== ИСХОДНЫЙ ТЕКСТ ==

Выходило, будто к благостным праздникам приурочены благостные оценки жизни казаков: «Взять, например, колхозы в районе Хопра в бывшей Донской области… Простое сложение крестьянских орудий в недрах колхоза дало такой эффект, о котором и не мечтали наши практики… Крестьяне, будучи бессильны в условиях индивидуального труда, превратились в величайшую силу, сложив свои орудия и объединившись в колхозы… Крестьяне получили возможность обрабатывать трудно обрабатываемые в условиях индивидуального труда заброшенные земли и целину…»
Идиллия! Вождь сделал вид, что не знаком с тем письмом Шолохова, которое ему передала Левицкая.
Стерпит ли писатель радужные тона речи Сталина? И оставит ли без внимания сталинский наказ: «Вопрос об обработке заброшенных земель и целины имеет громадное значение для нашего сельского хозяйства»?
Целина… Знать бы писателю, когда читал речь Сталина, что в ней неотвратимо заложено название еще и не задуманного им произведения.
Январь 1930 года. Вождь сообщает Горькому: «Наша печать слишком выпячивает наши недостатки… И это, конечно, плохо». Еще установка — Молотову: «Уймите, ради бога, печать с ее мышиным визгом о „сплошных прорывах“, „нескончаемых провалах“, „срывах“ и т. п. брехне. Это — истерический троцкистско-правоуклонистский тон, не оправдываемый данными и не идущий большевикам. Особенно визгливо ведут себя „Эконом. Жизнь“, „Правда“, „За индустр.“, отчасти „Известия“».
Шолохов совсем скоро испытает воздействие этой установки.
Сталин публикует новую статью «К вопросу о политике ликвидации кулачества как класса». Она звучит как приговор: «Чтобы оттеснить кулачество, как класс, надо сломить в открытом бою сопротивление этого класса и лишить его производственных источников существования и развития (свободное пользование землей, орудия производства, аренда, право найма труда и т. д.)».
Выходит, дан приказ на войну с целым классом врагов! А это сотни и сотни тысяч семей с их малыми и старыми домочадцами!

===
== СТРОКИ НАБОРА ДАННЫХ ==

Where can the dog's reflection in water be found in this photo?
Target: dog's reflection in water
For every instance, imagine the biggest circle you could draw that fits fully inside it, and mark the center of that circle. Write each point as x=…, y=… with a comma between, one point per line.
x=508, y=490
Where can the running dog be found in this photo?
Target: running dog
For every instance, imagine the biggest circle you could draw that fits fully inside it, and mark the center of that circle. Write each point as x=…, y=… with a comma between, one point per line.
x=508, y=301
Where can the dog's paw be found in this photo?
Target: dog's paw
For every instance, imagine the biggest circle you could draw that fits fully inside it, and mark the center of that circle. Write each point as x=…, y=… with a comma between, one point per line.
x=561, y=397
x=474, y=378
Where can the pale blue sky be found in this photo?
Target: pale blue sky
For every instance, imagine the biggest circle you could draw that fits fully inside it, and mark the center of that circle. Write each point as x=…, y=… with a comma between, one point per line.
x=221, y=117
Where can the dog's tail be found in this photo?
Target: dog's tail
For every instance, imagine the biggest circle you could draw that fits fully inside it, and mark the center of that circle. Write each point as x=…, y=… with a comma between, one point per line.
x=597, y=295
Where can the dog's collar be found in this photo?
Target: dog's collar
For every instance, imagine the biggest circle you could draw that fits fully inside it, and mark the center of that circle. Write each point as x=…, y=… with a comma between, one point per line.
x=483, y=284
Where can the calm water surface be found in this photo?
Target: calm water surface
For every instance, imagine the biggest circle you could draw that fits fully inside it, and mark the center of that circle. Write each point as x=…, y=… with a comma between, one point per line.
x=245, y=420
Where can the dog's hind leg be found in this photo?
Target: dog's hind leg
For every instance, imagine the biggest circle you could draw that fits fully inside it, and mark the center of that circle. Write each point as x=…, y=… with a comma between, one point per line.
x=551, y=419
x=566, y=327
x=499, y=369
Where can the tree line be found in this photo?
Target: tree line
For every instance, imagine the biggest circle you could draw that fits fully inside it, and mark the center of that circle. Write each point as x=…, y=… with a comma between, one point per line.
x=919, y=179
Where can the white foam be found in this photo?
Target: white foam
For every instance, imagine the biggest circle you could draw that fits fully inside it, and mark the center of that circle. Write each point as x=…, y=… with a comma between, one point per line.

===

> [ЦЕЛЬ ЗАДАНИЯ]
Подхватите текст о Шолохове и сталинских установках начала 1930-х годов и продолжите его сразу после последней фразы.

> [ОТВЕТ НА ЗАДАНИЕ]
Сталин не захотел продолжать нэп в деревне. Не решился поладить с кулаками, чтобы совместно преобразовывать сельское хозяйство.
Шолохов на раскулачивание сполна откликнется в «Поднятой целине». Будет ли смягчать, лакировать, оправдывать? Нет!
Весной Шолохов поездил по нескольким только что созданным колхозам. Результат — критическая статья. Местному партийцу Петру Луговому запомнилось: «Он дал суровую оценку руководству Верхне-Донского района, коснулся крайкома, не принявшего мер для ликвидации недостатков, хотя и знавшего о них. Статью эту „Правда“ не поместила. Она ее послала крайкому для принятия мер…»
Значит, в холостой превратили боевой заряд Шолохова — рассказать стране о том, что творится на Дону.
Значит, отрикошетило и на него указание Сталина — не критиковать. «Правда» если и критикует «перегибы», так избирательно. Крайком тоже не жалует «писак-критиканов».
И вдруг его имя появляется в «Правде». Это Горький печатает статью «Рабочий класс должен воспитывать своих мастеров культуры». Что скрывать, приятно читать, хотя его фамилия лишь упомянута. Однако Шолохов насторожился — не продолжается ли агитация сделать его певцом рабочего класса?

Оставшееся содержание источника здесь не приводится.